WHAT IS EXPECTED ->
Write out the records again, exactly, leaving none out.

MATERIAL ->
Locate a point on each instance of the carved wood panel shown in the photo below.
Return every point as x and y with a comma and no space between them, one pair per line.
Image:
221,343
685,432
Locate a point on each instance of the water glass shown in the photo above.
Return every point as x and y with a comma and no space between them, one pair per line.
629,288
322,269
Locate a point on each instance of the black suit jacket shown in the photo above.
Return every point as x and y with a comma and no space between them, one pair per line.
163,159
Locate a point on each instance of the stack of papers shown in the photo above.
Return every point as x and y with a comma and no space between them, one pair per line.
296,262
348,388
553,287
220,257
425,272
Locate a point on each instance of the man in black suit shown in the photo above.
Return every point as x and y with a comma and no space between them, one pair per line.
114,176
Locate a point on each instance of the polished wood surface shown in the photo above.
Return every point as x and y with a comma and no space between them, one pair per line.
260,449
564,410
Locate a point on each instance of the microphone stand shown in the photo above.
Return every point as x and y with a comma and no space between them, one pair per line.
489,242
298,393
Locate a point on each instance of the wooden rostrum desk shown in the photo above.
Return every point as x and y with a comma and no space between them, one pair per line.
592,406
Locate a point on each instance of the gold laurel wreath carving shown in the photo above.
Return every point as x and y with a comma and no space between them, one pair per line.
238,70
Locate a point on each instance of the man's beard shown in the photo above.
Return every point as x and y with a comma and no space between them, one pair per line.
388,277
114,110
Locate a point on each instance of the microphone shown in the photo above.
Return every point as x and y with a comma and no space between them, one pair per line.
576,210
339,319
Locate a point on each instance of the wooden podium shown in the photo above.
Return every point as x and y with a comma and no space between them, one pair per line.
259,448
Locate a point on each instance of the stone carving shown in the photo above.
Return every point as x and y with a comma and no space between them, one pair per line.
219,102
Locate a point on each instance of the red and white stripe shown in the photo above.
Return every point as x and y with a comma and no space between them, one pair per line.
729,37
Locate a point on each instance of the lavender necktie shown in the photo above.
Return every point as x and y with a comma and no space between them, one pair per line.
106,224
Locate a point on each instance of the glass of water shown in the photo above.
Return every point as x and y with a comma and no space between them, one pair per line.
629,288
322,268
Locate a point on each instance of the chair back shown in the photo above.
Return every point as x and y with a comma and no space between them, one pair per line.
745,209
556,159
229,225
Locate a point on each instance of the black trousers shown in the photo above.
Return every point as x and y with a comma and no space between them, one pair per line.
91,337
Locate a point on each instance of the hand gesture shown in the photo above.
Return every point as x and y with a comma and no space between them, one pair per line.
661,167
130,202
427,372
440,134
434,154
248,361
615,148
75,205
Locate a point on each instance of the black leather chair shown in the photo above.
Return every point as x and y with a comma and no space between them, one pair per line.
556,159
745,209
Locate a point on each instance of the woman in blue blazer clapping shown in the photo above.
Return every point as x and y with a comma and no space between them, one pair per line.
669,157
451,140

COMPLETED EXERCISE ->
Locate a point on each instance of the carved wood panel shown in the photo below.
Return every point as x and y with a comma and no space between them, one pair per line.
Image:
221,343
685,432
Locate a point on each instance of the water glass shown in the photo above.
Return every point as x and y with a comma and no space between them, one pair per line.
629,288
322,269
Locate a point on each instance of the black suit jacket shown in the photo above.
Return every point as x and y with a comma and no space between them, one pair per line.
163,159
Locate a point on each instance of the stack of papers shown in the photo above.
Return every point as x and y with a comma and no space between them, one pair per line.
296,262
348,388
553,287
220,257
425,272
Locate a point on each instance of the man in black suit shown in the photo above.
Return every point as x and y with a comma and no space between them, one pair per line.
114,176
Locate a point on each instance of the polished wood surface shown in the photo above.
Return every point as x and y with a comma and no space between them, one pair per line.
260,449
564,410
Locate a point on each instance of the microphone stand shown in the photo above.
Return every point as x and y with a comma and no space between them, one pair per line.
489,242
298,393
Locate a point on each instance of the wooden rostrum desk shown in the photo above.
Return every point as x and y with a comma and no space between them, one pair per line.
592,406
Locate a point on each instance of the gold laurel wreath carving shown in the photo above.
Return every point as x and y with a comma and no space between them, one pair per line.
238,70
Locate a point on each instance of the man's beard shown in the photo above.
Return every point as x and y with a comma and no space between them, one pair per line.
388,277
114,110
Locate a point on each instance of the microphone shown in the photo above.
Return every point as x and y with a comma and no space between them, one pair per line.
576,210
339,319
Locate a point on each instance of the wooden podium shown in the photo above.
Return every point as x and y with a comma and no space between them, one pair per line.
259,448
Locate a point on each instance of the stone carving shown in the photo above.
Return every point as x and y with a comma and no space between them, one pair per line.
219,102
Locate a point on each instance of the red and white stripe shown in the photo above.
Return every point as x and y with a comma and no space between them, one pair per line.
729,37
Locate a point on each instance of the lavender necktie shown in the photo above.
Return every point as x and y with a comma and no space between them, one pair per line.
106,224
Locate a point on each instance of the glass of water shown in the photo above.
Return every point as x and y with a comma and no space between them, one pair per line.
629,288
322,268
Locate a point on each instance of the chair back shown in the photo above.
Return every point as x and y with a comma and no space between them, one pair per line.
745,209
556,159
229,225
Locate a point on each instance of the black trousers shown in the photo above.
Return every point as x and y with a comma and no space between them, one pair per line.
91,337
Locate a point on each instance of the hand gesture shown in the photo above.
Return every point as x and y with a comma and no space between them, one pair per line.
661,167
130,202
427,372
440,134
434,154
248,361
615,148
75,205
Locate a point on each instance of the black leather chair shown in the photo above.
Return every point as x and y with a comma and no space between them, one pair per line.
556,159
745,209
Locate a point on each instance of the woman in blue blazer clapping shown in the photo above.
Return every point as x and y with a comma and no space between them, one pair per line.
669,157
451,140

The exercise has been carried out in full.